BEGIN Input data

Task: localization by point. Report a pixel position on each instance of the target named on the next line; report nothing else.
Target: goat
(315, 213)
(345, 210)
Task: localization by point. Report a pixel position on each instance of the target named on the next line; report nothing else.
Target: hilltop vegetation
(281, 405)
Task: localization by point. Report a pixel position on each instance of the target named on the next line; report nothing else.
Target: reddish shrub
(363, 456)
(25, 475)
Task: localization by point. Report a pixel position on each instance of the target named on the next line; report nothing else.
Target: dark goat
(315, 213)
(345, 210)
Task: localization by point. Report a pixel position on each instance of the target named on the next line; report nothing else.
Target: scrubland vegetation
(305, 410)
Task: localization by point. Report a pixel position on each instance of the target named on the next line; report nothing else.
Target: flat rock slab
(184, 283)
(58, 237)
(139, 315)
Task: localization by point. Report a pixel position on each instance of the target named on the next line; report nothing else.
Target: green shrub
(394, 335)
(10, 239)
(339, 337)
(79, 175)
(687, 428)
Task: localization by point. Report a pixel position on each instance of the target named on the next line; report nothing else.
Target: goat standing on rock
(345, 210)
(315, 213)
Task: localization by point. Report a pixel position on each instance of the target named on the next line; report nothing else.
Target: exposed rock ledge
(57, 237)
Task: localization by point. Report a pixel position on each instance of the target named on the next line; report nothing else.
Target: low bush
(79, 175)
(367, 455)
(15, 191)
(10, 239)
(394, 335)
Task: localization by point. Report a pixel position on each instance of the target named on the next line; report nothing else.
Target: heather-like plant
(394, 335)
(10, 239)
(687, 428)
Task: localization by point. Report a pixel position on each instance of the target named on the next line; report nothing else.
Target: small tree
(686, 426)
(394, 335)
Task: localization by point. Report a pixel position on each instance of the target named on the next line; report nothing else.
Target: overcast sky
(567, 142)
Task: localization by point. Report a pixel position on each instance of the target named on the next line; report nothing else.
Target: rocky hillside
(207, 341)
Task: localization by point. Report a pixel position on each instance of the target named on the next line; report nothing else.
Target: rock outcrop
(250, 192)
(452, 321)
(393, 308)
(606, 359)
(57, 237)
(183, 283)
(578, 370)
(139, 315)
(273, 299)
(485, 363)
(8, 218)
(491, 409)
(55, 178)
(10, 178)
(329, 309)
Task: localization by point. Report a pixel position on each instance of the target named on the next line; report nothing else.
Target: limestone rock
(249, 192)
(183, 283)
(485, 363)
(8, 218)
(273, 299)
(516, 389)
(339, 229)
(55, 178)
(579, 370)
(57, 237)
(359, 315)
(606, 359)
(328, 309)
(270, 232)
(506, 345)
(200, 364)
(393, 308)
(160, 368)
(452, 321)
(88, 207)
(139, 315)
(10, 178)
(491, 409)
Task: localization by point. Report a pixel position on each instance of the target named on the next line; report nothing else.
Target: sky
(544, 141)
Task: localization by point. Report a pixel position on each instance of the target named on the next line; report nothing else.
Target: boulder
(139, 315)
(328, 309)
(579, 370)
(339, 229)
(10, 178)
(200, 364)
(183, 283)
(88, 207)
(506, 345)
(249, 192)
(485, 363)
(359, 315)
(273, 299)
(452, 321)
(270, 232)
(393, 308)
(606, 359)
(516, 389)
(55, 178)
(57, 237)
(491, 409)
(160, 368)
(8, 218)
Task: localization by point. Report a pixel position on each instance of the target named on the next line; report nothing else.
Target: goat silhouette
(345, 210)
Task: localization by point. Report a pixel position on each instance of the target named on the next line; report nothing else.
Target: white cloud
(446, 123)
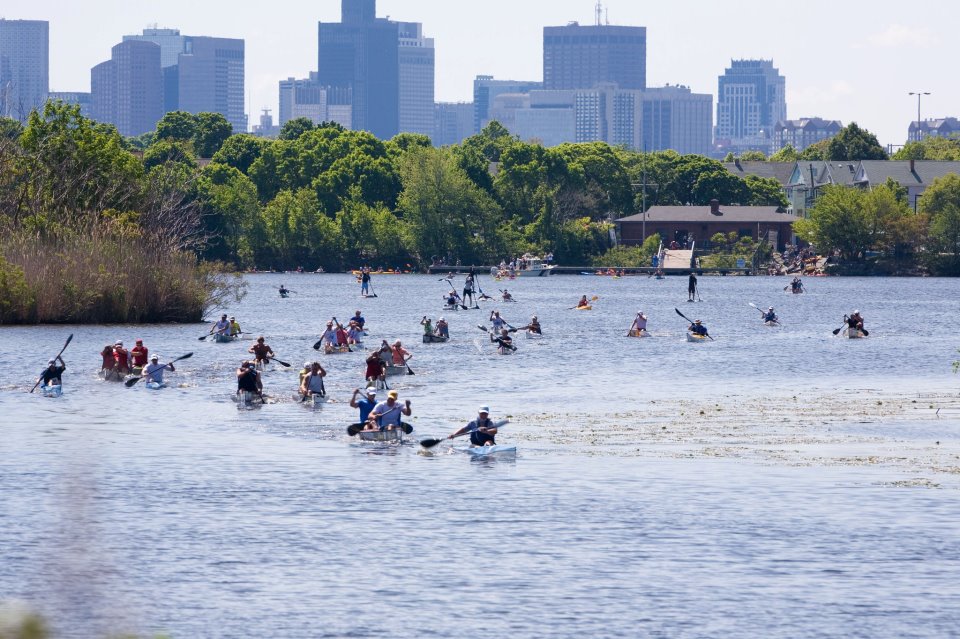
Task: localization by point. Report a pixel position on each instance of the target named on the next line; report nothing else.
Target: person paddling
(153, 372)
(639, 325)
(312, 383)
(261, 351)
(52, 375)
(248, 380)
(698, 328)
(482, 431)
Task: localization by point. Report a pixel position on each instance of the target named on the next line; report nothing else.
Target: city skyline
(840, 62)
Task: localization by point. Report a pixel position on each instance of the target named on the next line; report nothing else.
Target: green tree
(854, 143)
(293, 129)
(445, 212)
(240, 151)
(176, 125)
(212, 130)
(941, 203)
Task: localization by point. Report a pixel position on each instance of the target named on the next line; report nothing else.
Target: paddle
(65, 344)
(496, 338)
(430, 443)
(592, 299)
(691, 322)
(353, 429)
(130, 383)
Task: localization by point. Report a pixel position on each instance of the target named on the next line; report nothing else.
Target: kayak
(53, 390)
(395, 435)
(487, 451)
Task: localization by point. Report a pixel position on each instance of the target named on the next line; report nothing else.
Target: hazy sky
(851, 61)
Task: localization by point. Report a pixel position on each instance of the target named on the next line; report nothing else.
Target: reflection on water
(149, 511)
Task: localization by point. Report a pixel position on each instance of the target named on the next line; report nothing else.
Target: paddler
(154, 370)
(698, 328)
(261, 351)
(312, 383)
(52, 375)
(138, 355)
(639, 323)
(387, 415)
(366, 403)
(482, 431)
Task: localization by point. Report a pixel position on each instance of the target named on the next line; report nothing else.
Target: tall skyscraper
(126, 90)
(581, 57)
(750, 101)
(416, 58)
(24, 66)
(486, 90)
(361, 53)
(201, 73)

END Input data

▶ _What you will do_:
Write out the entries again, exactly as given, skipping any images.

▶ _Response to this task_:
Task: localization by point. Report a pixel position on each instance of the target named on the next line; report nothing else.
Target: goat
(315, 213)
(345, 210)
Task: localization by point. Report a pixel position on each instance of the target named on the next line; report nothing else.
Target: hilltop vegetation
(281, 405)
Task: localization by point. Report a pixel position on each instance of the target named on the next line; report nothing else.
Target: reddish shrub
(363, 456)
(25, 475)
Task: localization by point. Report a pixel position on each instance of the target named on the next line; report nothing else.
Target: dark goat
(315, 213)
(345, 210)
Task: localization by point. Report a pixel position on each instance of the target named on the next line; report nothing else.
Target: scrubland vegetation
(305, 410)
Task: localization by point. Report a pixel position on each instance of the target named on the next line; report nothing else.
Target: flat rock slab
(184, 283)
(58, 237)
(139, 315)
Task: localization by point. Report a pixel position on each instance of the target named on the next line; report nothing else.
Target: green shrub
(394, 335)
(10, 239)
(339, 337)
(79, 175)
(687, 428)
Task: localization by point. Report a pixel position on each instance of the target named on the next line; report nothing else.
Target: goat standing on rock
(345, 210)
(315, 213)
Task: localization by point. Report a pixel position on each instance of the target named on the next line; report nothing else.
Target: exposed rock ledge
(57, 237)
Task: localization by point. Report a pixel position on each instance of the target named on the next line; report nothing else.
Target: low bush
(79, 175)
(367, 455)
(15, 191)
(10, 239)
(394, 335)
Task: localization by point. Report a pixel position on each instance of the target named on the next line; report nothing else.
Target: heather-like plant
(394, 335)
(10, 239)
(687, 428)
Task: localization by point. Report a pixel position on each instance of the target named on the next line; report nothing else.
Target: small tree
(686, 426)
(394, 335)
Task: localization by point. Report a pixel position on each instance of the target named on the next line; report nothing else.
Target: overcast sky
(567, 142)
Task: localization by point. Report a pixel position on each instance of the target named on the next line; report nothing else.
Target: rocky hillside
(207, 341)
Task: localization by point. Report a pixel position on each instance of the target named on the next line; report nothing else.
Target: rock outcrop
(250, 192)
(452, 321)
(393, 308)
(606, 359)
(57, 237)
(183, 283)
(578, 370)
(139, 315)
(273, 299)
(485, 363)
(8, 218)
(491, 409)
(55, 178)
(10, 178)
(329, 309)
Task: localization by point. Report a pixel position on each instance of the target named on the next line; report nothing else.
Target: limestone rock
(249, 192)
(183, 283)
(485, 363)
(8, 218)
(273, 299)
(516, 389)
(339, 229)
(55, 178)
(579, 370)
(57, 237)
(359, 315)
(606, 359)
(328, 309)
(270, 232)
(506, 345)
(200, 364)
(393, 308)
(160, 368)
(452, 321)
(88, 207)
(139, 315)
(10, 178)
(491, 409)
Task: localization by point. Report a pixel position on each instance of the target named on the next line; report nothing else.
Target: sky
(544, 141)
Task: localization by point. Report a pixel position on each instance of the target named on the next line; report nothing else.
Target: boulder
(139, 315)
(328, 309)
(579, 370)
(339, 229)
(10, 178)
(200, 364)
(183, 283)
(88, 207)
(506, 345)
(249, 192)
(485, 363)
(359, 315)
(273, 299)
(452, 321)
(270, 232)
(393, 308)
(606, 359)
(516, 389)
(55, 178)
(57, 237)
(491, 409)
(160, 368)
(8, 218)
Task: localization by point. Report a pixel position on each instance of the target named on the next line; report nothing else.
Target: goat silhouette
(345, 210)
Task: localization by point. Report a pixel position on each instance of the target named on the next line; report nothing else.
Target: white cloud
(446, 123)
Task: localization by point. Report a pixel position on each instance of the target named on the next line; report nothing else.
Target: person paddling
(153, 372)
(639, 325)
(312, 383)
(261, 351)
(52, 375)
(248, 380)
(698, 328)
(482, 431)
Task: localization by point. Report a pixel position on each instance of the target named on the next line; report nothing else.
Target: city skyline
(840, 62)
Task: localization by point. Report a pixel position on each instance of the target named on the next line; report nothing else.
Target: green tree
(854, 143)
(293, 129)
(445, 212)
(240, 151)
(176, 125)
(212, 130)
(941, 203)
Task: localization by point. Report a pixel position on each instance of the target named on the next line; report nothing else.
Target: paddle
(65, 344)
(496, 338)
(430, 443)
(592, 299)
(691, 322)
(353, 429)
(130, 383)
Task: localization by point. Report a pixel position on each instance of the target named on the next line; report nothing else.
Target: kayak
(53, 390)
(395, 435)
(487, 451)
Task: localization by point. Report a pixel position on each instance of the target named on the next line; report nothing else.
Target: hazy sky
(851, 61)
Task: localization by point. Report a pixel position on each instance of the target named on the next line; report nothing else.
Target: reflection on water
(149, 511)
Task: localization by point. Report a pixel position on each instance of the target named on the next line; report nothing else.
Target: paddler
(154, 370)
(698, 328)
(261, 351)
(312, 383)
(52, 375)
(138, 355)
(639, 323)
(387, 415)
(366, 403)
(482, 431)
Task: localization by point. Report a pixel position on each instance of the target named on the next line; report nothing else.
Target: tall skyscraper
(126, 90)
(581, 57)
(750, 101)
(416, 58)
(24, 66)
(486, 90)
(361, 53)
(201, 73)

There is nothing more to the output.